__DOCUMENT EXTRACT__
═══
What You Should Know About Christopher Columbus

Christopher Columbus was a man with a Catholic faith that embraced eternity, and a man very much limited by his times and circumstance.

John Vanderlyn, “The Landing of Columbus,” 1847
John Vanderlyn, “The Landing of Columbus,” 1847 (photo: Public Domain)

I was taught in kindergarten that a certain man was a great hero. An episode of Alvin and the Chipmunks had even left me with the impression, for several years afterward, that he’d proven that the Earth is round. Some years later, while at the University of Michigan, I was told that that same man was a harbinger of death and destruction. The truth about him is probably something far more familiar to us all: that he was a man with very heroic qualities, as well as very real shortcomings.
═══
__TO BE DONE__
From the article on Christopher Columbus, please pull out the passage from "What You Should" to "(photo: Public Domain)", word for word.

__SUPPLIED INFORMATION__
═══
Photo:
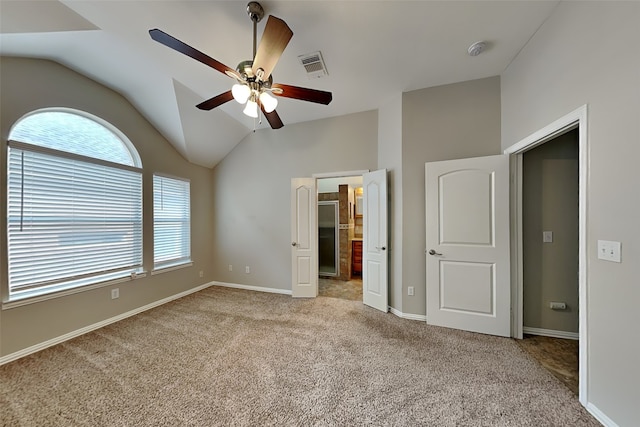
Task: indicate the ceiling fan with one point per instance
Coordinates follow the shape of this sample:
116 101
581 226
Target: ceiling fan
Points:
254 85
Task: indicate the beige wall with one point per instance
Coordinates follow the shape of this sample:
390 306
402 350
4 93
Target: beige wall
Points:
29 84
252 185
440 123
550 203
390 158
587 53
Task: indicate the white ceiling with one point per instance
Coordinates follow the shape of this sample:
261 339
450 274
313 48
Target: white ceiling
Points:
372 49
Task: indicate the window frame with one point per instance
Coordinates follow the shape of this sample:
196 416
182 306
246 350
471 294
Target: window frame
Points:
179 262
70 285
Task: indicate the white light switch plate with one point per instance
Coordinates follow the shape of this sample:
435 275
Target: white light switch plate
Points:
608 250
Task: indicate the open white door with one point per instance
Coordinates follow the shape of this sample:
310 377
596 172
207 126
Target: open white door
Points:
374 242
467 214
304 249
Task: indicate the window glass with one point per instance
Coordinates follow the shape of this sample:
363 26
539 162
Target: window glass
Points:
171 221
72 133
71 221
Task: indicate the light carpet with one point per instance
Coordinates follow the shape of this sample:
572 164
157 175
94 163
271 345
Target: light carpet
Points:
239 358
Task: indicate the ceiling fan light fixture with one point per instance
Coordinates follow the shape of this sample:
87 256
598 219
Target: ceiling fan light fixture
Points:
240 92
251 109
268 101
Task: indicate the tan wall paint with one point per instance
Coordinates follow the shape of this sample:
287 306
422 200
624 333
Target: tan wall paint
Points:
440 123
587 53
251 190
550 203
390 158
29 84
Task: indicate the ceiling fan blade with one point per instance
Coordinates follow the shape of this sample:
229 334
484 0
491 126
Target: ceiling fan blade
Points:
275 39
302 93
216 101
273 118
175 44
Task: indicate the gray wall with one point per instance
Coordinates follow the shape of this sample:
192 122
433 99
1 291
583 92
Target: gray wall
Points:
29 84
390 158
454 121
550 203
252 187
587 53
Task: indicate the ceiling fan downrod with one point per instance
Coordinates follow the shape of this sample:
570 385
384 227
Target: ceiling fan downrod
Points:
256 13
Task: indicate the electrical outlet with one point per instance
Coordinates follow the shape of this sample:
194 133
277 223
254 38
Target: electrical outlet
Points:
608 250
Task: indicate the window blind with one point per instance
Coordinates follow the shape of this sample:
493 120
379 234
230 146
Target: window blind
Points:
171 221
70 222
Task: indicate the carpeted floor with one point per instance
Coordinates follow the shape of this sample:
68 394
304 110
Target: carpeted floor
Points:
559 356
230 357
333 288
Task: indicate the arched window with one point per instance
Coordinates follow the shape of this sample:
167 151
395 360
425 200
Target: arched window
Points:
74 203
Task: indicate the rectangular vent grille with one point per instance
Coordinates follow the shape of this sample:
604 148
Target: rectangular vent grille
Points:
313 65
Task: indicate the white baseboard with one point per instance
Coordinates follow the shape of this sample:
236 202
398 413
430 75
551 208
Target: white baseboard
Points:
409 316
62 338
551 333
252 288
600 416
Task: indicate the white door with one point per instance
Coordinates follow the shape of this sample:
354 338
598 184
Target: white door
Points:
374 242
467 214
304 249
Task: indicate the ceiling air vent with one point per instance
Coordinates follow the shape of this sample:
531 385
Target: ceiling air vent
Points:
313 64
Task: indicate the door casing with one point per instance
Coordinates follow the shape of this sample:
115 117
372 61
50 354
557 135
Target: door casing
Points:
575 119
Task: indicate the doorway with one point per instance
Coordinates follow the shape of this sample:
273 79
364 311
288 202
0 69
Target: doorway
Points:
338 234
574 121
550 256
304 233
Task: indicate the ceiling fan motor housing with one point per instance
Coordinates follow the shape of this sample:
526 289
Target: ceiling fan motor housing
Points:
255 11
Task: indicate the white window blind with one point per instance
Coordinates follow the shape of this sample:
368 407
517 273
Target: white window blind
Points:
171 222
71 221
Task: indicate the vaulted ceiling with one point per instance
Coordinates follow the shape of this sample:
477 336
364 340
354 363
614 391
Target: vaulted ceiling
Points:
372 50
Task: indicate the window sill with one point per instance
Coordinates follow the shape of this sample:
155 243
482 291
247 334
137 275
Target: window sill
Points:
23 300
172 268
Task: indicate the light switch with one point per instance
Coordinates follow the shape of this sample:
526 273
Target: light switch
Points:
609 251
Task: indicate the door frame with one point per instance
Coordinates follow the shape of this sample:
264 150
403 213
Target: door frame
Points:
336 238
317 176
575 119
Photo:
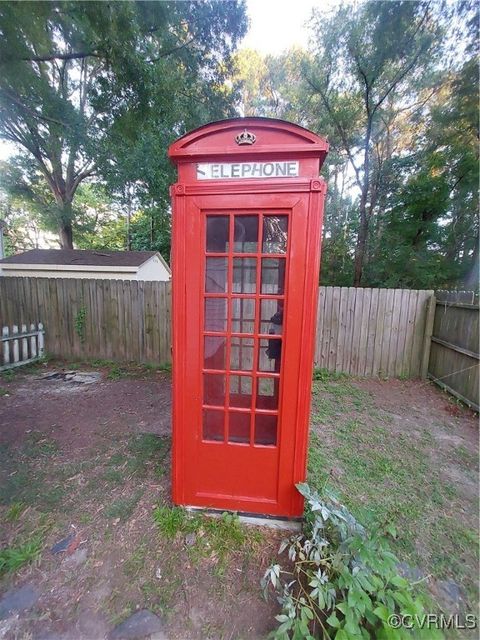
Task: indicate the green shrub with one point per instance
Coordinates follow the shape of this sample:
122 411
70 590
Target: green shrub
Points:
12 558
340 582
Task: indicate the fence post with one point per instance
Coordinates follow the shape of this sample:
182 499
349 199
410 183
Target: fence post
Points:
15 349
41 340
24 343
6 346
33 342
427 336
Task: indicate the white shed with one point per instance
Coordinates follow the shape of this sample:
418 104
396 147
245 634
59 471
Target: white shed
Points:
79 263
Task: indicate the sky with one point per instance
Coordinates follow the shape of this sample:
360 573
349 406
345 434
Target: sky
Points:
276 25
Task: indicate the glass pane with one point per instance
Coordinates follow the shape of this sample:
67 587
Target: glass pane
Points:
217 234
245 239
243 315
270 355
238 427
241 354
214 389
216 275
215 314
273 275
275 234
241 391
271 317
244 275
267 393
213 425
266 429
214 353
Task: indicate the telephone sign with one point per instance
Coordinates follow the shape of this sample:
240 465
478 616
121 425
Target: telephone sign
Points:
247 219
222 171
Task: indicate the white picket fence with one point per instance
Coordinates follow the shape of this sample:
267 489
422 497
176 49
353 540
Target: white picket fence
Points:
21 347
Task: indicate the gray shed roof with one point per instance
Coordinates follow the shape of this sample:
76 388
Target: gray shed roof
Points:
81 257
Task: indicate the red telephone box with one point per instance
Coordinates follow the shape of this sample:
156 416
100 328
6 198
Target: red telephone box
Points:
247 218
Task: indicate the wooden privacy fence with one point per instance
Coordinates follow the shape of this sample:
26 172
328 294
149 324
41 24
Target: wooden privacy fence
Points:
454 356
374 332
105 319
364 332
21 347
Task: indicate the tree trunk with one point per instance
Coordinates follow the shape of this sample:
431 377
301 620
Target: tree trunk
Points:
360 248
65 235
363 230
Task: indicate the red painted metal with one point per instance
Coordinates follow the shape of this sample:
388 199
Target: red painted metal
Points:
241 398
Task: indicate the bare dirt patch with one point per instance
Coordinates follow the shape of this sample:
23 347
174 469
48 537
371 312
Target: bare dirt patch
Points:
97 456
93 461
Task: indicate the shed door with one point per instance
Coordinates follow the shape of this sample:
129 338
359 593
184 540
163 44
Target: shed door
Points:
240 452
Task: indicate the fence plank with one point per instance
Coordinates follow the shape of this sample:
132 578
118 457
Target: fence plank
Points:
359 331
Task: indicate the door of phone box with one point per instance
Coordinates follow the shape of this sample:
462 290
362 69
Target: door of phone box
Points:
247 218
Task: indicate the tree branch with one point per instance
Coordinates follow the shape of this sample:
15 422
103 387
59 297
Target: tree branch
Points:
79 55
340 130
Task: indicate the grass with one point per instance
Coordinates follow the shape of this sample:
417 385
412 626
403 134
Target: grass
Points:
122 508
385 474
115 370
217 537
13 558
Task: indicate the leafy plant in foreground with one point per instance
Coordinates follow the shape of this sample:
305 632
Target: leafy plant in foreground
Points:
340 582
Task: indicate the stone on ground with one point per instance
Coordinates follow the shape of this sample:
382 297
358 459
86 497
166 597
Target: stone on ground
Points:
141 624
18 600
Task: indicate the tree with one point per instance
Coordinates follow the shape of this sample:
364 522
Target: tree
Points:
75 77
364 58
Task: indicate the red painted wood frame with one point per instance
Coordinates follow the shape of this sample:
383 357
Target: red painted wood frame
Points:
253 450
═══
__FULL OUTPUT__
What You Should Know About Christopher Columbus

Christopher Columbus was a man with a Catholic faith that embraced eternity, and a man very much limited by his times and circumstance.

John Vanderlyn, “The Landing of Columbus,” 1847
John Vanderlyn, “The Landing of Columbus,” 1847 (photo: Public Domain)